** Task description **
Give back the records below exactly, every one, with no pictures.

** BEGIN Records provided **

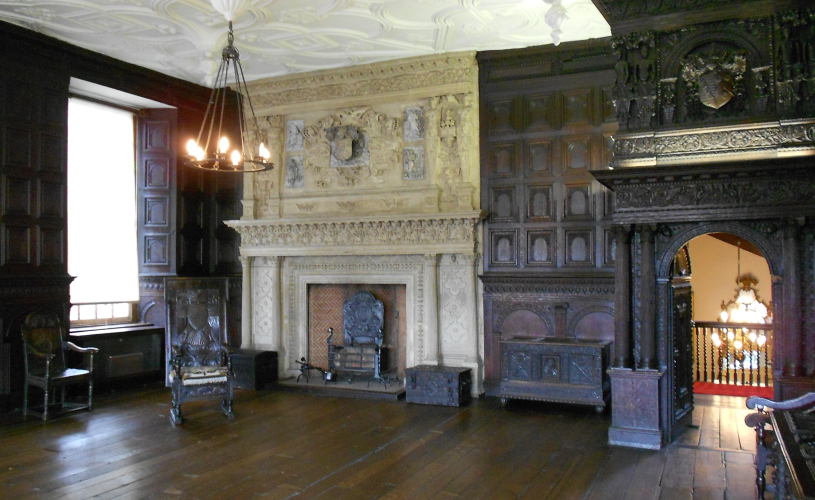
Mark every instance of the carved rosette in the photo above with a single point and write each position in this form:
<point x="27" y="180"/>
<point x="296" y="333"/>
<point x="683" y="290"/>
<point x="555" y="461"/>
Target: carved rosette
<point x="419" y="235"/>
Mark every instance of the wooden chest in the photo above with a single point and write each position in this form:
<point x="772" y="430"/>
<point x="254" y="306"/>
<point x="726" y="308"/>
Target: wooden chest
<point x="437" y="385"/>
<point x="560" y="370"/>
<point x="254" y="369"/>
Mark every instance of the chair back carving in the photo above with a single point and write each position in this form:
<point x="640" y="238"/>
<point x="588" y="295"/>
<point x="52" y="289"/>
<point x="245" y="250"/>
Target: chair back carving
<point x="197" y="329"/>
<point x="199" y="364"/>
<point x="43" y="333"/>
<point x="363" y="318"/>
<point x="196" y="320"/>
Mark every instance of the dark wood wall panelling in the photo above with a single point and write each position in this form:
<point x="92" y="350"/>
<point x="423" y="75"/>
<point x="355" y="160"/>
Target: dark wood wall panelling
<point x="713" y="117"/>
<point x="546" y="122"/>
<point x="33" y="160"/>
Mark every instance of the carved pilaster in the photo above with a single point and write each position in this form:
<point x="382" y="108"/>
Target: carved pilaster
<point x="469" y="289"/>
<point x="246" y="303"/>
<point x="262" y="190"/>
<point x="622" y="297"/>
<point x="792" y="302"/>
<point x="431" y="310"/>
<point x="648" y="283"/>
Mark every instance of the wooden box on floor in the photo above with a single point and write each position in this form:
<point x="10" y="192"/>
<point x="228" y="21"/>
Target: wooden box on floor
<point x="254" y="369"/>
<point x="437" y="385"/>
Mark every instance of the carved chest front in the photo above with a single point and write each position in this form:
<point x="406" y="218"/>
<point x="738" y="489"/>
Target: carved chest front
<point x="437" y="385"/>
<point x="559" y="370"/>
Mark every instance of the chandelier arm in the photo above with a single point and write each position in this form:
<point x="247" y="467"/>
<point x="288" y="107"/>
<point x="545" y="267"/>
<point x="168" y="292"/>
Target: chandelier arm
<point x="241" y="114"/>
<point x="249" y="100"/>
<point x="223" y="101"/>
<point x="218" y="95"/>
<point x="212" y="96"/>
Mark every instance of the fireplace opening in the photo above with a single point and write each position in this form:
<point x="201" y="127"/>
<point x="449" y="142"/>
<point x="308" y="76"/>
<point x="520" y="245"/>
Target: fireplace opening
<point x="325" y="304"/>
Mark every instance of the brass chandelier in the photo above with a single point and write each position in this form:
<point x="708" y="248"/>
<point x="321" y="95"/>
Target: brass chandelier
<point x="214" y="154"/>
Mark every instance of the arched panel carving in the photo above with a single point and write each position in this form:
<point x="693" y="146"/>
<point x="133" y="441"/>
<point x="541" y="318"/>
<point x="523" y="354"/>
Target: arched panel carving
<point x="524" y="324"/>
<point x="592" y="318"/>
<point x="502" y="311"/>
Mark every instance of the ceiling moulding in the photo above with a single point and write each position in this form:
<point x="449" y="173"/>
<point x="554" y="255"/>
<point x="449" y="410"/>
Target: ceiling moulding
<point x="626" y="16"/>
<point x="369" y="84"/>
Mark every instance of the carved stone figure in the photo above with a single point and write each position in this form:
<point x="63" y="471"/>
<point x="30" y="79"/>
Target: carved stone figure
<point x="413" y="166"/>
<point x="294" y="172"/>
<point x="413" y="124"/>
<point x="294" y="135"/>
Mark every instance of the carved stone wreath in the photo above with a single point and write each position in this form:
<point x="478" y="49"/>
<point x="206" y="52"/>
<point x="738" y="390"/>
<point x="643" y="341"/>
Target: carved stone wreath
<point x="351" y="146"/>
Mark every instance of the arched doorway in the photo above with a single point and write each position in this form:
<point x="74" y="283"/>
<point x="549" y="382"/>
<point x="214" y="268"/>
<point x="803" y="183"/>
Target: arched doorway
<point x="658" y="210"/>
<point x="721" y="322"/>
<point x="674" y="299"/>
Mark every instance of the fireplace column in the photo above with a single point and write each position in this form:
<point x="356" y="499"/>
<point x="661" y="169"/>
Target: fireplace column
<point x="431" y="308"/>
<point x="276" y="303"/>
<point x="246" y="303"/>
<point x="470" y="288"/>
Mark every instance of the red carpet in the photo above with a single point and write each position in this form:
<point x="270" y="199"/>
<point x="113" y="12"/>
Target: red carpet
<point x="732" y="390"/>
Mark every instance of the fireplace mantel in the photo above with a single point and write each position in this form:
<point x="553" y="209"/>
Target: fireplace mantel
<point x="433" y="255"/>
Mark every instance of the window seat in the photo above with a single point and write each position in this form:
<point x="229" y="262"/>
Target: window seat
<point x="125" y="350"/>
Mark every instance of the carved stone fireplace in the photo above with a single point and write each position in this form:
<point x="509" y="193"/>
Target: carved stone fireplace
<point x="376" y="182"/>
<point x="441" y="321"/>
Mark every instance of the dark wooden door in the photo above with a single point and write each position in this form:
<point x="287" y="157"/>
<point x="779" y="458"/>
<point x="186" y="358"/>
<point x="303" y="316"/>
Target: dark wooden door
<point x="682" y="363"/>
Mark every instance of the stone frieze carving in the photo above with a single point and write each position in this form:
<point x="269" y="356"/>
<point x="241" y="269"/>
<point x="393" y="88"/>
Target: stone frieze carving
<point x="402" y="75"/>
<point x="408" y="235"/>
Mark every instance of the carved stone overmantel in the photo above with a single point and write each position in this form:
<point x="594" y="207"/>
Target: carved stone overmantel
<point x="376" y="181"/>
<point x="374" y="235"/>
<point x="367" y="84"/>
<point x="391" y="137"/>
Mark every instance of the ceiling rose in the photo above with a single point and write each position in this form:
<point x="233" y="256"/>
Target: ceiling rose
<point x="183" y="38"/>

** END Records provided **

** Solution below **
Mark every instance of the carved rosette in the photo above with a single point and write each position in this form:
<point x="27" y="180"/>
<point x="296" y="333"/>
<point x="683" y="290"/>
<point x="555" y="461"/>
Target: carved rosette
<point x="419" y="235"/>
Mark every instance of the wooden chest in the photo above with a single point and write each position in this form:
<point x="772" y="430"/>
<point x="254" y="306"/>
<point x="726" y="308"/>
Target: wooden chest
<point x="437" y="385"/>
<point x="560" y="370"/>
<point x="254" y="369"/>
Mark every instance of the chair back carving in the photo above with a single point and write each position in this form:
<point x="640" y="238"/>
<point x="588" y="295"/>
<point x="52" y="289"/>
<point x="245" y="250"/>
Target: chair back carving
<point x="197" y="329"/>
<point x="199" y="364"/>
<point x="43" y="333"/>
<point x="363" y="318"/>
<point x="196" y="320"/>
Mark every instance of the dark wood wall panelling in the photo above with a single point and write each position in this form:
<point x="92" y="350"/>
<point x="423" y="75"/>
<point x="355" y="160"/>
Target: dark wood wall panelling
<point x="713" y="117"/>
<point x="546" y="122"/>
<point x="33" y="160"/>
Mark every instance of the carved pilaster in the photo above with a single point and write each position in this form:
<point x="382" y="108"/>
Target: carved pilaster
<point x="469" y="289"/>
<point x="246" y="303"/>
<point x="262" y="190"/>
<point x="622" y="297"/>
<point x="792" y="302"/>
<point x="431" y="310"/>
<point x="648" y="283"/>
Mark every instance of the wooden box on floor in the photo above with a single point and write each position in this form:
<point x="10" y="192"/>
<point x="228" y="21"/>
Target: wooden box on floor
<point x="254" y="369"/>
<point x="437" y="385"/>
Mark every instance of the carved chest front in the photo above with a single point and write each position in this form:
<point x="406" y="218"/>
<point x="738" y="489"/>
Target: carved chest front
<point x="437" y="385"/>
<point x="559" y="370"/>
Mark every instance of the chandelier arm in the photo above with a single point and write each position in this form:
<point x="247" y="467"/>
<point x="288" y="107"/>
<point x="545" y="267"/>
<point x="168" y="292"/>
Target: chandelier arm
<point x="241" y="114"/>
<point x="249" y="100"/>
<point x="223" y="101"/>
<point x="218" y="95"/>
<point x="212" y="96"/>
Mark every instance of the fireplace opening in the photo above with a single point and write each position in this form:
<point x="201" y="127"/>
<point x="449" y="142"/>
<point x="308" y="76"/>
<point x="520" y="245"/>
Target: fireplace opening
<point x="325" y="304"/>
Mark every instance of the brass chandelier in the photo above with a single point and write each position in this form:
<point x="708" y="248"/>
<point x="321" y="95"/>
Target: brass chandelier
<point x="214" y="154"/>
Mark every instance of the arched panel carving in the photo above with a single point and write each position in this form:
<point x="693" y="146"/>
<point x="133" y="441"/>
<point x="541" y="318"/>
<point x="523" y="354"/>
Target: arched panel carving
<point x="524" y="324"/>
<point x="592" y="318"/>
<point x="502" y="311"/>
Mark every instance of the ceiling moulding in the photo above with a single point and write each position in this form:
<point x="449" y="173"/>
<point x="554" y="255"/>
<point x="449" y="410"/>
Target: ceiling moulding
<point x="626" y="16"/>
<point x="369" y="84"/>
Mark every instance of the carved stone figure in the photo above with a single point and write each position in this form:
<point x="63" y="471"/>
<point x="30" y="79"/>
Target: carved stone figure
<point x="413" y="166"/>
<point x="294" y="172"/>
<point x="413" y="124"/>
<point x="294" y="135"/>
Mark every instance of the carved stone wreath in the photo above with a single point and write each position in this form:
<point x="478" y="49"/>
<point x="206" y="52"/>
<point x="738" y="390"/>
<point x="643" y="341"/>
Target: carved stone wreath
<point x="351" y="146"/>
Mark every instance of the arched doorway in the photo above with a single point and write each position in this form:
<point x="74" y="283"/>
<point x="549" y="382"/>
<point x="214" y="268"/>
<point x="803" y="183"/>
Target: arched doorway
<point x="658" y="210"/>
<point x="721" y="322"/>
<point x="674" y="299"/>
Mark every instance of the fireplace column in the photo above with a single point and write each position in this form:
<point x="356" y="499"/>
<point x="661" y="169"/>
Target: fireplace column
<point x="431" y="308"/>
<point x="276" y="303"/>
<point x="246" y="303"/>
<point x="470" y="288"/>
Mark every instance of the red carpet in the photo above with a single point and write each position in this form:
<point x="270" y="199"/>
<point x="113" y="12"/>
Target: red carpet
<point x="732" y="390"/>
Mark every instance of the fireplace mantel in the photo above with a single point and write each position in this form:
<point x="553" y="209"/>
Target: fireplace mantel
<point x="433" y="255"/>
Mark every instance of the window seat in the photo above with a single point and write each position in this form:
<point x="229" y="262"/>
Target: window seat
<point x="125" y="350"/>
Mark every instance of the carved stone fireplace in the photo above with a single point and write each position in this form:
<point x="509" y="193"/>
Target: carved stone fireplace
<point x="376" y="182"/>
<point x="441" y="321"/>
Mark every instance of the dark wooden door in the photo above with a single point and write each position in this form:
<point x="287" y="157"/>
<point x="779" y="458"/>
<point x="186" y="358"/>
<point x="303" y="316"/>
Target: dark wooden door
<point x="682" y="363"/>
Mark every instance of the stone frieze carving in the photo above with a single point and write each position in this form:
<point x="269" y="356"/>
<point x="241" y="269"/>
<point x="393" y="88"/>
Target: stone frieze carving
<point x="402" y="75"/>
<point x="408" y="235"/>
Mark every instance of the carved stone overmantel in the photo above with a single point and write each position in this form:
<point x="594" y="207"/>
Target: carved stone overmantel
<point x="376" y="181"/>
<point x="374" y="235"/>
<point x="367" y="84"/>
<point x="391" y="137"/>
Mark every instance of the ceiling rose in the photo above with a single point and write each position in this form:
<point x="233" y="256"/>
Target: ceiling rose
<point x="183" y="38"/>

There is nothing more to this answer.